## Challenge
Please reproduce the records word for word, starting with the line that contains "Question. Indicate a point on each instance of the curly" and going on through the end of the records. Leave out the pictures.

## Available data
----
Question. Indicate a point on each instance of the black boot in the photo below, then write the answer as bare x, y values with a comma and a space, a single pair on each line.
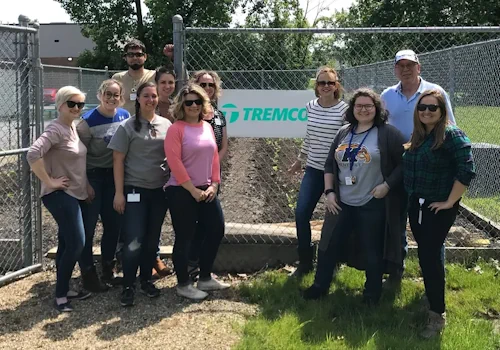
306, 257
91, 281
109, 274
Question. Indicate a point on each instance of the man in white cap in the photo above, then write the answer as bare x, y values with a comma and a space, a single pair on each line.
400, 101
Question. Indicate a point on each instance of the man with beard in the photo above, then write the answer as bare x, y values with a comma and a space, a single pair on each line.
136, 75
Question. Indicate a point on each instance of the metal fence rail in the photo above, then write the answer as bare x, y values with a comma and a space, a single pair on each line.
20, 115
464, 61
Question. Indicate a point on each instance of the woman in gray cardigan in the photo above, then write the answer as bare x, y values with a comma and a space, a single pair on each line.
363, 188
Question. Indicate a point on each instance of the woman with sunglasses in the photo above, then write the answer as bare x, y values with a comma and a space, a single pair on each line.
57, 158
193, 160
211, 83
325, 116
137, 156
438, 167
364, 187
95, 129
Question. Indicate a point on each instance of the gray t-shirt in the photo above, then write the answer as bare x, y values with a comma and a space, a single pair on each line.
366, 168
144, 151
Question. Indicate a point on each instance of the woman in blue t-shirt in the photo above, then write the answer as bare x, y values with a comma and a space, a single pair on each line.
95, 129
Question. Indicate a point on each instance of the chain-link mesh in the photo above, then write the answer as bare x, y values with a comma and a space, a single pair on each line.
256, 186
19, 112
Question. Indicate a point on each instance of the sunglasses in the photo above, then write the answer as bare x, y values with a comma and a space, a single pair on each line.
135, 54
152, 130
422, 107
72, 104
325, 83
204, 85
190, 102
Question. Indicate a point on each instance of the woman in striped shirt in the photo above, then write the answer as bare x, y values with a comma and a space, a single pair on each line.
325, 116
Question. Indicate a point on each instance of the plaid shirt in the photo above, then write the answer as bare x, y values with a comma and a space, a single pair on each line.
430, 174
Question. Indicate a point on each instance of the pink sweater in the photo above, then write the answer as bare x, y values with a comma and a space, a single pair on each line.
192, 154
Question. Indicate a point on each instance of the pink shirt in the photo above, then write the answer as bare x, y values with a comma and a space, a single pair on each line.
192, 154
63, 155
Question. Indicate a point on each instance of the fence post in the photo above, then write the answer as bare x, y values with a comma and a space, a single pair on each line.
178, 49
38, 91
24, 98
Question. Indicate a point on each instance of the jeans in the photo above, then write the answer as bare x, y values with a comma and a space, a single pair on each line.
430, 235
404, 240
103, 183
71, 236
141, 232
187, 216
311, 189
369, 222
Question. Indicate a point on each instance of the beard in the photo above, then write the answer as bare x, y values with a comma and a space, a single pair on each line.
136, 66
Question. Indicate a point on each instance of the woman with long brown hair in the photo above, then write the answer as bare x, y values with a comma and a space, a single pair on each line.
438, 167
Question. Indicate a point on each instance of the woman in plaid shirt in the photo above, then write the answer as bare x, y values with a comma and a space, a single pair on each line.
438, 167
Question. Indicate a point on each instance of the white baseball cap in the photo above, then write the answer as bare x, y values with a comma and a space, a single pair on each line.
409, 55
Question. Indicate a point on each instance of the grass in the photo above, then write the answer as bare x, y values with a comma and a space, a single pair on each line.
341, 322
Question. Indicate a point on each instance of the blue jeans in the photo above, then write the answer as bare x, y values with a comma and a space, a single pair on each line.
71, 236
188, 216
311, 189
141, 232
103, 183
369, 222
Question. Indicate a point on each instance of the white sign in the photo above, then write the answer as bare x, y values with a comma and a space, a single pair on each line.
265, 113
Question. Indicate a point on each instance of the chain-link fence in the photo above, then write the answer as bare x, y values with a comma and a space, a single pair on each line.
20, 113
257, 188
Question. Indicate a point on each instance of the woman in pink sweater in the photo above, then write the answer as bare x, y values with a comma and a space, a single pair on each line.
193, 159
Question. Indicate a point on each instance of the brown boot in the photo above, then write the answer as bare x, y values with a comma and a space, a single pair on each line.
160, 268
435, 324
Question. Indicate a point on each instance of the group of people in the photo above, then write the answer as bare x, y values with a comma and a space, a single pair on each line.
380, 160
377, 159
129, 166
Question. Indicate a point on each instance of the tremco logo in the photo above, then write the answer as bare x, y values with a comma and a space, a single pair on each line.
233, 114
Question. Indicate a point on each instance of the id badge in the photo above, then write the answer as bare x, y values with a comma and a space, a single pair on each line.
133, 197
348, 181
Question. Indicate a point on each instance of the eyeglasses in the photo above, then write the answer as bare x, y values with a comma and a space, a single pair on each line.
325, 83
135, 54
72, 104
152, 130
422, 107
204, 85
110, 95
368, 108
190, 102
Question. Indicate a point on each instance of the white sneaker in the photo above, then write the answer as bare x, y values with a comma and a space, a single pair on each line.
212, 284
191, 292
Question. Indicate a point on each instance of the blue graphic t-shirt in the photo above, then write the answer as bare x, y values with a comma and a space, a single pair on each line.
96, 130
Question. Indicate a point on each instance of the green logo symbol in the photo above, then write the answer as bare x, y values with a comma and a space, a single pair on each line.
229, 107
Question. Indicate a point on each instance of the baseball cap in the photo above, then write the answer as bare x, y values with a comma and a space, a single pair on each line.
409, 55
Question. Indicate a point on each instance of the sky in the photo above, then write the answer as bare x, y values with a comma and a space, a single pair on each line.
47, 11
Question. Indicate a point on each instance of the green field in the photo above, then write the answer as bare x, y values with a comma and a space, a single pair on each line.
340, 321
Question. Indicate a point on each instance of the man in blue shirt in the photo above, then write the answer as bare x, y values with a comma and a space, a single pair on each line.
400, 101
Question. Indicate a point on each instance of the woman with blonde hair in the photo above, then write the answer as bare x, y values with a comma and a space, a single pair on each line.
57, 158
96, 128
438, 167
325, 116
211, 83
193, 159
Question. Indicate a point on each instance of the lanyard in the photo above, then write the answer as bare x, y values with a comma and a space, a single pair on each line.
354, 152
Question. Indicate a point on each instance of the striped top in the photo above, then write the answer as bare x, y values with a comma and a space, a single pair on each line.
323, 123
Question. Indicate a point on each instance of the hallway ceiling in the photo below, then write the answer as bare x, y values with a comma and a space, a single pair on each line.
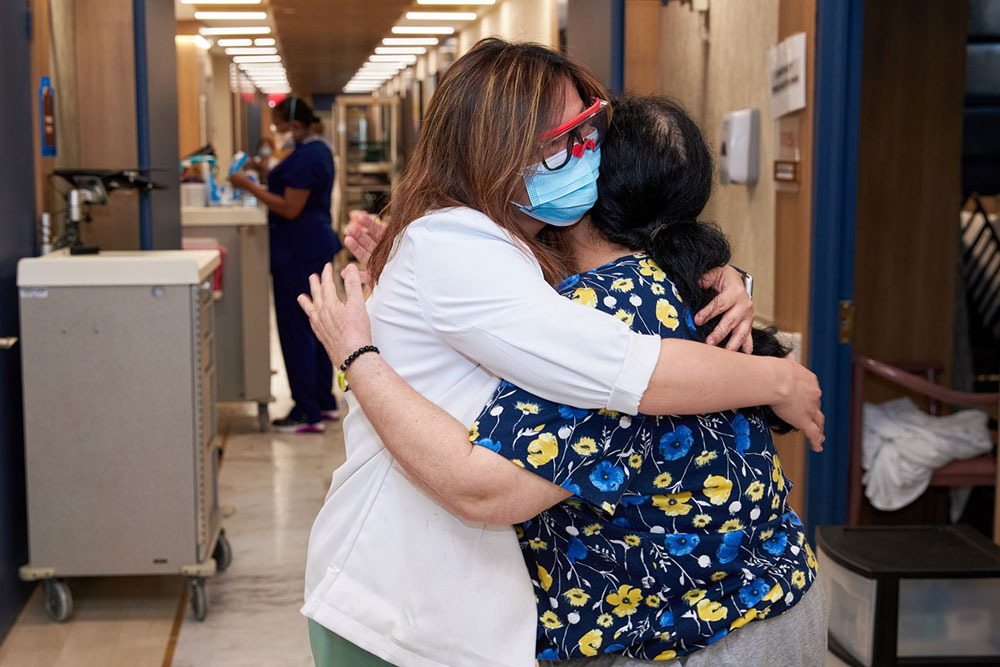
325, 41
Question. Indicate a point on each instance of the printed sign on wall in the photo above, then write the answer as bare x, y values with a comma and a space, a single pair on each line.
786, 66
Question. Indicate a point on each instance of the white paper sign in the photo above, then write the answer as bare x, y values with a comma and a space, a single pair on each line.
786, 67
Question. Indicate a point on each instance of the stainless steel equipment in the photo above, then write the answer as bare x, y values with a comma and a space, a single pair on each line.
120, 426
91, 186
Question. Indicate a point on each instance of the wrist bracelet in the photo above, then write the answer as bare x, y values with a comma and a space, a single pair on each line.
747, 280
341, 377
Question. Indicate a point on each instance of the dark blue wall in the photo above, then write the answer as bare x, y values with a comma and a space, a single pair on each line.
17, 239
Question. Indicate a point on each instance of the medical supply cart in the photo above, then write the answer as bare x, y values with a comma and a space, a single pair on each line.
242, 299
367, 154
120, 428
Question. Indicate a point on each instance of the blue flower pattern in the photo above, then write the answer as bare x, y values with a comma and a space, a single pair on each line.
678, 531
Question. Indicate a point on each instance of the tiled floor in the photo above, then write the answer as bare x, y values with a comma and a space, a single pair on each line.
275, 485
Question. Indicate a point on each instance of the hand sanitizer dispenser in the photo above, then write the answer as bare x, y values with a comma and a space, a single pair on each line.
739, 152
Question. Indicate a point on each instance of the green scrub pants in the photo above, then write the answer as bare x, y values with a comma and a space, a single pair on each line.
332, 650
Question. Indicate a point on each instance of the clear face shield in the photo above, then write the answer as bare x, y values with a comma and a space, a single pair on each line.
562, 187
582, 133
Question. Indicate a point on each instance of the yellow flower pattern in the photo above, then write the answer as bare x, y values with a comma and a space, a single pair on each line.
625, 600
590, 642
666, 313
652, 554
586, 296
676, 504
717, 489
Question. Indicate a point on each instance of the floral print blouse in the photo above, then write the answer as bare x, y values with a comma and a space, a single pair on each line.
678, 531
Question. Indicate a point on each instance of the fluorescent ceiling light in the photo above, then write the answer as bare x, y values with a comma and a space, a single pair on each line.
252, 51
400, 50
257, 59
230, 16
428, 30
244, 30
410, 41
381, 67
435, 16
392, 59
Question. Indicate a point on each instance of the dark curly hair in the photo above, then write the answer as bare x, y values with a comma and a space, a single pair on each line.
656, 177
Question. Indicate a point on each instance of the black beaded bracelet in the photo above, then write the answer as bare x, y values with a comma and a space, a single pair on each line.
341, 377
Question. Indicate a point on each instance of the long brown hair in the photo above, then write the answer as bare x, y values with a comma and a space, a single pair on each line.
479, 135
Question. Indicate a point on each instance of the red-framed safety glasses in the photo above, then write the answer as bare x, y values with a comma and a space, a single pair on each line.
574, 137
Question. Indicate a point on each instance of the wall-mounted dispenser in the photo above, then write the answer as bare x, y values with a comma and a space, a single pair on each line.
739, 152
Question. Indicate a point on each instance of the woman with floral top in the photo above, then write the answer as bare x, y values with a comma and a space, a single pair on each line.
659, 536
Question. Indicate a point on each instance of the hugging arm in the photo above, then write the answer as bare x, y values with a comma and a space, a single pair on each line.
433, 447
491, 304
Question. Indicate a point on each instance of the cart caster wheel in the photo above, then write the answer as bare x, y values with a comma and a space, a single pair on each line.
199, 597
58, 600
264, 417
223, 553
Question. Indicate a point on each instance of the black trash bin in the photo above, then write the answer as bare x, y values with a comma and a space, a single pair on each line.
910, 595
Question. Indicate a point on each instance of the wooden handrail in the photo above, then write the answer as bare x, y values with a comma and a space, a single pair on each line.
918, 384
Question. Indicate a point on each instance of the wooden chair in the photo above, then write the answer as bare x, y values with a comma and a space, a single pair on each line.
978, 471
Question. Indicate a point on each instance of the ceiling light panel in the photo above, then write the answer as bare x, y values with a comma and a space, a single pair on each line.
422, 30
257, 59
242, 30
392, 59
439, 16
252, 51
400, 50
410, 41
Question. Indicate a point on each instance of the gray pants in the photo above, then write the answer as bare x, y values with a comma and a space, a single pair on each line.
797, 638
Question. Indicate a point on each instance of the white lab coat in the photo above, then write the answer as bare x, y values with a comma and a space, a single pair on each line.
458, 305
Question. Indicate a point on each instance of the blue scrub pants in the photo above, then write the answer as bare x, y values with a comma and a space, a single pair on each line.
310, 372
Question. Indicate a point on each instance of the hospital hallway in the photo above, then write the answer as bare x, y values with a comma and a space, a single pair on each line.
270, 487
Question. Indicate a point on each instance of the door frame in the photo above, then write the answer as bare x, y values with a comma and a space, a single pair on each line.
835, 187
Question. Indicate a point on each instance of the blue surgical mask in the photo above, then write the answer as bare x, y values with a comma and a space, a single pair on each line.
563, 196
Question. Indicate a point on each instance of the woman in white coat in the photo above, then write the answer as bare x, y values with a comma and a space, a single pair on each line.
464, 296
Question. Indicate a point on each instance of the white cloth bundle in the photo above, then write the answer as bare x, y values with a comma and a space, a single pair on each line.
903, 446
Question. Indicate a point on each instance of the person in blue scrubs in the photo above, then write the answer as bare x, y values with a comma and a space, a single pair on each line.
302, 242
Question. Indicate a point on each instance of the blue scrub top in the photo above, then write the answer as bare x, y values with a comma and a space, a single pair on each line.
310, 235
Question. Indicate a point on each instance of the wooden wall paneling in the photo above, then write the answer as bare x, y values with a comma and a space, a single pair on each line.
642, 46
105, 73
793, 236
189, 77
909, 170
909, 194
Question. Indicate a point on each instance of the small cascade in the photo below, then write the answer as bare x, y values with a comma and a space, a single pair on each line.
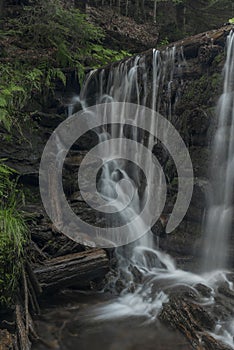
145, 274
220, 207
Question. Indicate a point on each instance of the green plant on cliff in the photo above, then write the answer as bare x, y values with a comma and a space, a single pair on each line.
13, 236
45, 38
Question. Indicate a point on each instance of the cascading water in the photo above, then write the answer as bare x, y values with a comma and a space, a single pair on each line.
220, 207
129, 81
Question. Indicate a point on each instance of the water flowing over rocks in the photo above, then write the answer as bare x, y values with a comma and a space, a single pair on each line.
193, 96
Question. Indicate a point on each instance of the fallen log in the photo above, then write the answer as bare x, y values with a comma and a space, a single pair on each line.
73, 270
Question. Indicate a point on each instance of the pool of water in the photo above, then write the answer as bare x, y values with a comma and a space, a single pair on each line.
69, 323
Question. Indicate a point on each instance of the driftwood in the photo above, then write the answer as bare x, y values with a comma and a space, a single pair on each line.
73, 270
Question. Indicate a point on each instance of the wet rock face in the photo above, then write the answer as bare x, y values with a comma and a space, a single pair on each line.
193, 115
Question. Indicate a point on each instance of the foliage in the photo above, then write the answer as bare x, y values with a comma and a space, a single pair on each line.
46, 38
13, 235
103, 55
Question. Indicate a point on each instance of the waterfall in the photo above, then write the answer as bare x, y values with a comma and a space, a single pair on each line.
220, 207
144, 273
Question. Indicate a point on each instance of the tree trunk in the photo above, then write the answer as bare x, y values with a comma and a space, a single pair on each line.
73, 270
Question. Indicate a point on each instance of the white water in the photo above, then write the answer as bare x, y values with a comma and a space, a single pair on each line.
158, 270
220, 210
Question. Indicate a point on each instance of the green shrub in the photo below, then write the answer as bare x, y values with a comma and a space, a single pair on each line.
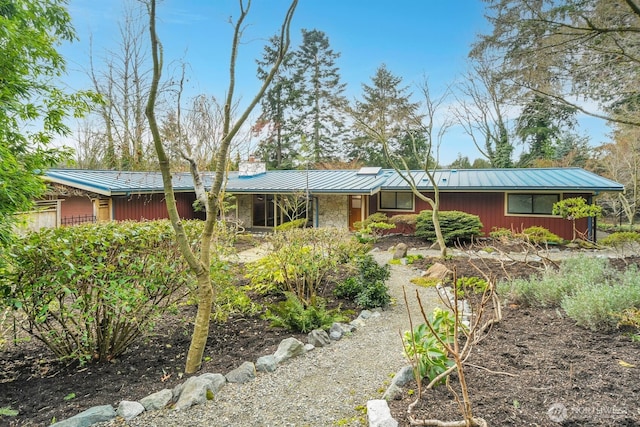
423, 347
541, 235
621, 241
300, 260
368, 288
375, 294
292, 314
549, 289
455, 225
405, 219
87, 292
501, 233
599, 306
296, 223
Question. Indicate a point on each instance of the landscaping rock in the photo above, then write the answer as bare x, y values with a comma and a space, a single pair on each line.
197, 390
403, 376
242, 374
400, 251
319, 338
393, 393
91, 416
288, 348
357, 323
266, 363
157, 400
379, 415
364, 314
129, 410
438, 271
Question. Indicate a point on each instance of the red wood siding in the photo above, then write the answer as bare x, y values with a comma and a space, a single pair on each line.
76, 206
490, 207
150, 206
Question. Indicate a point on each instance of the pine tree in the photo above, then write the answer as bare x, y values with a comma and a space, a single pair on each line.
320, 101
385, 113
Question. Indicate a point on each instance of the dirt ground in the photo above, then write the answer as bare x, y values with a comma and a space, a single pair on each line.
535, 368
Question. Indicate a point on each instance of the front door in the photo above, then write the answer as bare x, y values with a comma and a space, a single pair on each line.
356, 207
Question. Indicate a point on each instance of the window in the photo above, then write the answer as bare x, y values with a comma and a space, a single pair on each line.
531, 204
396, 201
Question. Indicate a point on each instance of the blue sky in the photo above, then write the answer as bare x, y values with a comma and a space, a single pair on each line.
414, 38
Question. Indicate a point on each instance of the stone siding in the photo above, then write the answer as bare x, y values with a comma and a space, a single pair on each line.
333, 211
244, 203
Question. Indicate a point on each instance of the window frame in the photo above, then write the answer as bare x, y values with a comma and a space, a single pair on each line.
396, 208
532, 196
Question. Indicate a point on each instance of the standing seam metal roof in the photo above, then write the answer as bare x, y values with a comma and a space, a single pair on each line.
343, 181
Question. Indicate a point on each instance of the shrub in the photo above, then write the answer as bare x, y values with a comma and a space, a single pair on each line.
296, 223
599, 306
368, 288
541, 235
375, 294
423, 347
300, 260
549, 289
292, 314
455, 225
621, 241
88, 291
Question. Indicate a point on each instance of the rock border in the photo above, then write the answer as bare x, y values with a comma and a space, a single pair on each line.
197, 390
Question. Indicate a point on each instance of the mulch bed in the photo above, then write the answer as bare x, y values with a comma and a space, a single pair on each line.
554, 363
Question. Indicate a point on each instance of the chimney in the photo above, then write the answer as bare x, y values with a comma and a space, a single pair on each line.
251, 168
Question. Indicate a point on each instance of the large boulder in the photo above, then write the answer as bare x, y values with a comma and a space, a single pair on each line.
157, 400
400, 251
89, 417
242, 374
288, 348
319, 338
197, 390
438, 271
379, 414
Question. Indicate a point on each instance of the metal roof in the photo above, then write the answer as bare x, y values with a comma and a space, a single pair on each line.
111, 183
530, 179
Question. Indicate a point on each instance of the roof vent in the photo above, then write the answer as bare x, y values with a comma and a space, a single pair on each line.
369, 170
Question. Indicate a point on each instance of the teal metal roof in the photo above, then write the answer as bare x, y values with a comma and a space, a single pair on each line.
530, 179
317, 181
111, 183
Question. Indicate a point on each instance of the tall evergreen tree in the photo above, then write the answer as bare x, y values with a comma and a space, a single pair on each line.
320, 102
274, 124
385, 113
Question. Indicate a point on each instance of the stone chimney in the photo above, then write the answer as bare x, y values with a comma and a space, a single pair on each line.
251, 167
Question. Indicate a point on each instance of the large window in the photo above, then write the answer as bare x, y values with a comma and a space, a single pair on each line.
396, 201
531, 204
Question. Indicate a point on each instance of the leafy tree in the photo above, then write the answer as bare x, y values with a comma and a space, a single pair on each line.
540, 126
200, 262
33, 109
386, 119
318, 116
569, 51
574, 209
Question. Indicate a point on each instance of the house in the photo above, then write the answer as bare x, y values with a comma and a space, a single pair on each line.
508, 198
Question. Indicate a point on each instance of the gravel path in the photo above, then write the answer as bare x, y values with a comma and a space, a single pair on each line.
325, 387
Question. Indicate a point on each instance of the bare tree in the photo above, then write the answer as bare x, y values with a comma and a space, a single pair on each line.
200, 263
482, 112
123, 82
420, 128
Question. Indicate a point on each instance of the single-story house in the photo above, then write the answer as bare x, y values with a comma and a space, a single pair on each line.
502, 198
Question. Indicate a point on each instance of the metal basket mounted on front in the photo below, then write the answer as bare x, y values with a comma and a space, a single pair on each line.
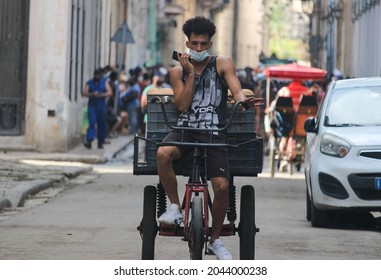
247, 160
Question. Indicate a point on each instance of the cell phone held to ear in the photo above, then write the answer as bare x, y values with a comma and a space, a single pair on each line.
175, 55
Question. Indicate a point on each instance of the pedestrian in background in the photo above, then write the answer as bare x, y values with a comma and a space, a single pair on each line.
130, 104
97, 90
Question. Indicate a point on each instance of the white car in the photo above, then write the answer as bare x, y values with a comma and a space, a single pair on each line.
343, 151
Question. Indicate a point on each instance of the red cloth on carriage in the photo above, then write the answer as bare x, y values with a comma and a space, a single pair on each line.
294, 90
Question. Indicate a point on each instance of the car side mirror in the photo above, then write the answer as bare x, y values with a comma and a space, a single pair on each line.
310, 125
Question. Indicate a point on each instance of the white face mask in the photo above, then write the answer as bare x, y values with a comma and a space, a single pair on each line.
198, 56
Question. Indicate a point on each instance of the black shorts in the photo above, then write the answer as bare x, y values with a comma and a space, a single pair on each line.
217, 158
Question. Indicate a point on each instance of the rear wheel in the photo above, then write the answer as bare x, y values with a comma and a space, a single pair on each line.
148, 225
196, 229
247, 228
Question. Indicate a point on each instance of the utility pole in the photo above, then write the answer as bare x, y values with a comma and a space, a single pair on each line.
151, 59
235, 31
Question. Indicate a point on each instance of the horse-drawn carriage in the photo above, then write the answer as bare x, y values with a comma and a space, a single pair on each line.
284, 118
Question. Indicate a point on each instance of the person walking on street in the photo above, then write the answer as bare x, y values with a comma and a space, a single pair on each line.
130, 104
97, 90
200, 89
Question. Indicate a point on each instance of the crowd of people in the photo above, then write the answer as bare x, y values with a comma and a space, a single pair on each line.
117, 104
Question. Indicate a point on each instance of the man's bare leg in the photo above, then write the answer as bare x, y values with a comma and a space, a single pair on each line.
165, 157
220, 205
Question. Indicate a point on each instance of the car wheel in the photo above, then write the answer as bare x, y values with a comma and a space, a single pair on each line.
319, 218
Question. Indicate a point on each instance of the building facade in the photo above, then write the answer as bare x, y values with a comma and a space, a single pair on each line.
50, 48
346, 36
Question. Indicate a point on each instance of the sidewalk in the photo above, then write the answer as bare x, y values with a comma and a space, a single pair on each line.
25, 173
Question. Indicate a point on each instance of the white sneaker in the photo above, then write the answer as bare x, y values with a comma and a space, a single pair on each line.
172, 215
218, 248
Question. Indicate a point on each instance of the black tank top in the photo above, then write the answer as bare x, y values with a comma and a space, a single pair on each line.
208, 109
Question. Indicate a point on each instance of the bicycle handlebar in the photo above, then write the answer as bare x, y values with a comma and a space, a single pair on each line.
166, 100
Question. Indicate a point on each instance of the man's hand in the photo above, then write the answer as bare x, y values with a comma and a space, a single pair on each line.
253, 101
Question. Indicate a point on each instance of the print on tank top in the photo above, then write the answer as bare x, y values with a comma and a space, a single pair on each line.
209, 101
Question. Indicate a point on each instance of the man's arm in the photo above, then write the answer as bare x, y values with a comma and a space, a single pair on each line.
108, 90
85, 91
226, 69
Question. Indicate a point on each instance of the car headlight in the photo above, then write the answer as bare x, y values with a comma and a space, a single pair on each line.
332, 145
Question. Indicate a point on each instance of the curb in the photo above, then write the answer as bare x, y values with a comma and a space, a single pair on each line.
15, 196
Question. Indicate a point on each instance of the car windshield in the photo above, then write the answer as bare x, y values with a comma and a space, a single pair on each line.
354, 107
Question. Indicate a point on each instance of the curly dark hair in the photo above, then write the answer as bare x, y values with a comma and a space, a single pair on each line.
199, 25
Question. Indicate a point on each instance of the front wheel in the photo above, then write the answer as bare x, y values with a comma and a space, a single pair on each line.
148, 225
196, 241
247, 228
319, 218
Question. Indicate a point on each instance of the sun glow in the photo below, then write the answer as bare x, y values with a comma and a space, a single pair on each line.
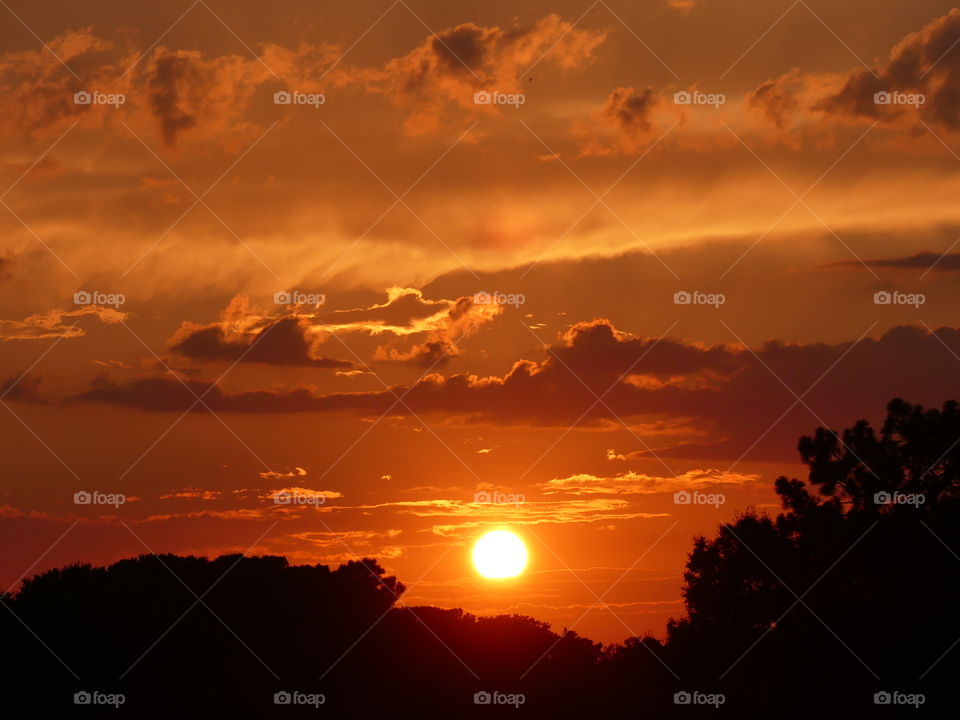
499, 554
----
## Written response
Question. Indicate a point on each instance of the curly dark hair in the photo above, then write the answer as bare x, y values with a comma and a space, a single pair on each line.
199, 25
Question. Indicate a point on each instance of the front wheel in the photo above, then write the answer as bare x, y values with a comma and a space, a single pair on each line.
148, 225
196, 241
247, 228
319, 218
Question. Indicate a point on each instance of the sun glow in the photo below, then write the answer as bare x, y values with a comma and a space, a single pair on each line.
499, 554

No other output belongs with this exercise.